* begin *

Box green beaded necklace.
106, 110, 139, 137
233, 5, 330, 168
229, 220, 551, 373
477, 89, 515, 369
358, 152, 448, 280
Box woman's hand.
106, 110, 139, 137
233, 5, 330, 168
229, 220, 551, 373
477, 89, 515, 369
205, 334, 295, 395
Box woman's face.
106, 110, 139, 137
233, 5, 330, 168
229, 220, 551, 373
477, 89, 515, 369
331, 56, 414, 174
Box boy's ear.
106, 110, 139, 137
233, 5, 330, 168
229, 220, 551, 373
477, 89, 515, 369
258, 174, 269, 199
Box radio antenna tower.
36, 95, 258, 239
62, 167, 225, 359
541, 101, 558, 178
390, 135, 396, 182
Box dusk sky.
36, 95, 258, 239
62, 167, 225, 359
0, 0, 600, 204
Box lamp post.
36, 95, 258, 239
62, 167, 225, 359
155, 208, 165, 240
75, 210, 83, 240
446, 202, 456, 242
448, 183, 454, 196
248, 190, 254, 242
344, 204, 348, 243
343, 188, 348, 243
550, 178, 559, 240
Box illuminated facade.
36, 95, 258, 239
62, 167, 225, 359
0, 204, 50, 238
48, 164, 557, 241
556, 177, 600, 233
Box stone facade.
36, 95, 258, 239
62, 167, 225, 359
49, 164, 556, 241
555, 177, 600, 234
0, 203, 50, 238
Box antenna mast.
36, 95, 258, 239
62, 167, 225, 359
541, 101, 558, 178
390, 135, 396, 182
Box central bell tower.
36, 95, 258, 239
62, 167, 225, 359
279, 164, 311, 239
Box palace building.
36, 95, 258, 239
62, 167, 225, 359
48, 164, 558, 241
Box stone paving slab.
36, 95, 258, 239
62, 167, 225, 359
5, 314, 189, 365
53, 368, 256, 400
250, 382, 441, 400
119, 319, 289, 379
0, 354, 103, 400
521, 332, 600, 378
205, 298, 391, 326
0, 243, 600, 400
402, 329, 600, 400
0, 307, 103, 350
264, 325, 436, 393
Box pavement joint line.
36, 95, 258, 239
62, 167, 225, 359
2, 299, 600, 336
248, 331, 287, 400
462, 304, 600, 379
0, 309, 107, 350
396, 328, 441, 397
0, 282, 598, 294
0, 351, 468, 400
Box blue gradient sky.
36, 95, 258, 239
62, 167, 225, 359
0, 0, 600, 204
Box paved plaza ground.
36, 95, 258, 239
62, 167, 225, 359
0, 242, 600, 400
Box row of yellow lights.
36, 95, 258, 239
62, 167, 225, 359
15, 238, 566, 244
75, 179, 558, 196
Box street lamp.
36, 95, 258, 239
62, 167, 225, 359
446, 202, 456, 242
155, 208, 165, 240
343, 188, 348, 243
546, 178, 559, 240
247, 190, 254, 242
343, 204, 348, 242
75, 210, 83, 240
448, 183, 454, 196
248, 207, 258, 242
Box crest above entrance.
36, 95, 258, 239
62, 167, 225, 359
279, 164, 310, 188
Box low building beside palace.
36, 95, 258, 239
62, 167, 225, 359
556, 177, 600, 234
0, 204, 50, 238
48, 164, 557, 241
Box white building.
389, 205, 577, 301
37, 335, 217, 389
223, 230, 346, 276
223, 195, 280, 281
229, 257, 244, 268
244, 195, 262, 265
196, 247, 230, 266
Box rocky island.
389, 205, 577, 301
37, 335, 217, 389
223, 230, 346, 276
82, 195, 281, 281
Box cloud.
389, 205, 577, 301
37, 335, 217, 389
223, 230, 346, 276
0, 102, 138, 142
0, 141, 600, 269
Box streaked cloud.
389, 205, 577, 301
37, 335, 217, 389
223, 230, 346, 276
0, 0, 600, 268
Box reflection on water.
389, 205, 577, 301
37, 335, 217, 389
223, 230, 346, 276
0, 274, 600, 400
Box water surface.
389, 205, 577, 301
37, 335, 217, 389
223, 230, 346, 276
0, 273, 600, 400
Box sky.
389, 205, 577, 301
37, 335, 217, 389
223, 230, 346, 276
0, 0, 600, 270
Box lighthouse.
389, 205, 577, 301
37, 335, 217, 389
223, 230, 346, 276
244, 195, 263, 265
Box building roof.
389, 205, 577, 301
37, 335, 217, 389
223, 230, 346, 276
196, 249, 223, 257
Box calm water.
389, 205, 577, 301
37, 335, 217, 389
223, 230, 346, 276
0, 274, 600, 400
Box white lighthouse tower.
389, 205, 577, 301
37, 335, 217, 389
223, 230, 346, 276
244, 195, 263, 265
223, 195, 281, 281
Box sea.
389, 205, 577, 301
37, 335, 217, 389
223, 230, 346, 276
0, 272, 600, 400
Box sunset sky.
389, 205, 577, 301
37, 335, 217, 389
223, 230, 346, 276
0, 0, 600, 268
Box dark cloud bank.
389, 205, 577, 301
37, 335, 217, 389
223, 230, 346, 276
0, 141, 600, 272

* end *
* begin *

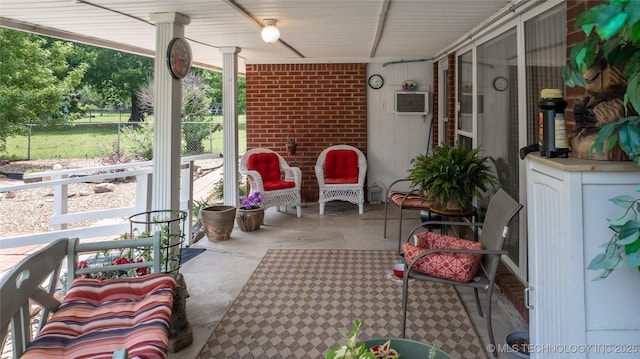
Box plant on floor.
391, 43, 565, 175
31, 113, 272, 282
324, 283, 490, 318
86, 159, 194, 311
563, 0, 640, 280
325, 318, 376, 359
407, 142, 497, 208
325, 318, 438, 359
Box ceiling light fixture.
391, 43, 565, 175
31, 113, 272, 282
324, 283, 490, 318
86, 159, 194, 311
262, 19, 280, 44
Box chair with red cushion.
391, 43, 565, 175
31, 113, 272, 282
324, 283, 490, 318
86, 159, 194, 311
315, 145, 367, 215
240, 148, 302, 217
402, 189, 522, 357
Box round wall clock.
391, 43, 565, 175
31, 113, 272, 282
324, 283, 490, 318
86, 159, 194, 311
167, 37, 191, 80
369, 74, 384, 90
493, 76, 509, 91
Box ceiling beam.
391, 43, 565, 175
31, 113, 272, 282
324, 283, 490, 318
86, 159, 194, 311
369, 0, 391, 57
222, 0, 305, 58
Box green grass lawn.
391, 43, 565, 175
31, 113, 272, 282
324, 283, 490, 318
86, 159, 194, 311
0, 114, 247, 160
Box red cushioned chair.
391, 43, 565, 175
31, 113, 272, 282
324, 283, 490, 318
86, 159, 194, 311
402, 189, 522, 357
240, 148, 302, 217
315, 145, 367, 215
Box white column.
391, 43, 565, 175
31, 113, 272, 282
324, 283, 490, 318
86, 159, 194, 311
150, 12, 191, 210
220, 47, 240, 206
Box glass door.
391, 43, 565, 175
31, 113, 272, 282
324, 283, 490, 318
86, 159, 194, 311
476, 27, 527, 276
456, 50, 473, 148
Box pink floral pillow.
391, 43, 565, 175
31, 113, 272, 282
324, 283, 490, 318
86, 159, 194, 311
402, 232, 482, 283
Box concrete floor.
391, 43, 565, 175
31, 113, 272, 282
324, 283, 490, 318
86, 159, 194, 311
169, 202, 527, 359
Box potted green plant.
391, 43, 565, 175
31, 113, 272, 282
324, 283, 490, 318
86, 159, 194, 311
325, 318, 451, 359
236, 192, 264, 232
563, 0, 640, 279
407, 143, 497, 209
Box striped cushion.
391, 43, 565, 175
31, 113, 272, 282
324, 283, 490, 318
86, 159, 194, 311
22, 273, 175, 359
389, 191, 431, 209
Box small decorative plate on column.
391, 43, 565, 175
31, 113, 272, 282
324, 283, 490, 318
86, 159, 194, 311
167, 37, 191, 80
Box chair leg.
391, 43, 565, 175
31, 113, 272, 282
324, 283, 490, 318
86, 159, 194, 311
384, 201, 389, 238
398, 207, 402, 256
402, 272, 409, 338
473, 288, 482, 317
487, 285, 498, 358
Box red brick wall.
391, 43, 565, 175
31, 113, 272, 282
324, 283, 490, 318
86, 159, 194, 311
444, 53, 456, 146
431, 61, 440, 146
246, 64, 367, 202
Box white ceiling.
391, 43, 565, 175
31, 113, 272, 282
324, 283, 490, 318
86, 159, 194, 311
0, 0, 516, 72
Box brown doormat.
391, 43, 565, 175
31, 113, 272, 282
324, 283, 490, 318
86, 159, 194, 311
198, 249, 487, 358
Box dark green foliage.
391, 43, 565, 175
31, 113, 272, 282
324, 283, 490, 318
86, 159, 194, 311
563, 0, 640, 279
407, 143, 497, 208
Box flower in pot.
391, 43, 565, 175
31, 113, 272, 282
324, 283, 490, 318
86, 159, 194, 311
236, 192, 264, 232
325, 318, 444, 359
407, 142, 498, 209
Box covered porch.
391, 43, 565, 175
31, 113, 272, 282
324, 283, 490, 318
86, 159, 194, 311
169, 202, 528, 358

* end *

Copy out every line of the entries above that contains the word "floor", matching its case exactly.

▶ RESPONSE TO THE TASK
Box plant on floor.
Box concrete floor.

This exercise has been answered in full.